(Job)
Transcribe the material below word for word, including every point, but leave out the pictures.

(Dataset excerpts on object pointing)

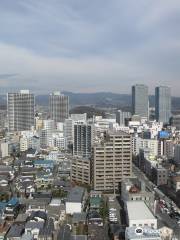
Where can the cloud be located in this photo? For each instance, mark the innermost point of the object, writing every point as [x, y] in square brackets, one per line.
[89, 45]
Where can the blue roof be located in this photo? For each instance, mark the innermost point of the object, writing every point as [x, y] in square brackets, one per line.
[49, 162]
[3, 205]
[13, 201]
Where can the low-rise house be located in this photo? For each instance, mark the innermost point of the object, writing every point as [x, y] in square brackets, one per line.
[12, 208]
[15, 232]
[174, 182]
[79, 218]
[95, 218]
[75, 200]
[117, 232]
[45, 164]
[139, 215]
[146, 233]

(Reply)
Where can the cloud be located in this photo? For each instance, mark the innermost point of the object, writing every point as [x, y] in square brackets, one per line.
[89, 45]
Where can the blue roof be located in this photo? For each instance, mark the innermost point of the object, writing every point as [x, y] in square brackets, one per line.
[49, 162]
[3, 205]
[13, 201]
Where can the low-rise house be located in this photo? For each instance, mark the innermost point of the object, writing every point as [x, y] in square brackets, one per line.
[12, 208]
[15, 232]
[174, 182]
[79, 218]
[95, 218]
[75, 200]
[117, 232]
[45, 164]
[139, 215]
[146, 233]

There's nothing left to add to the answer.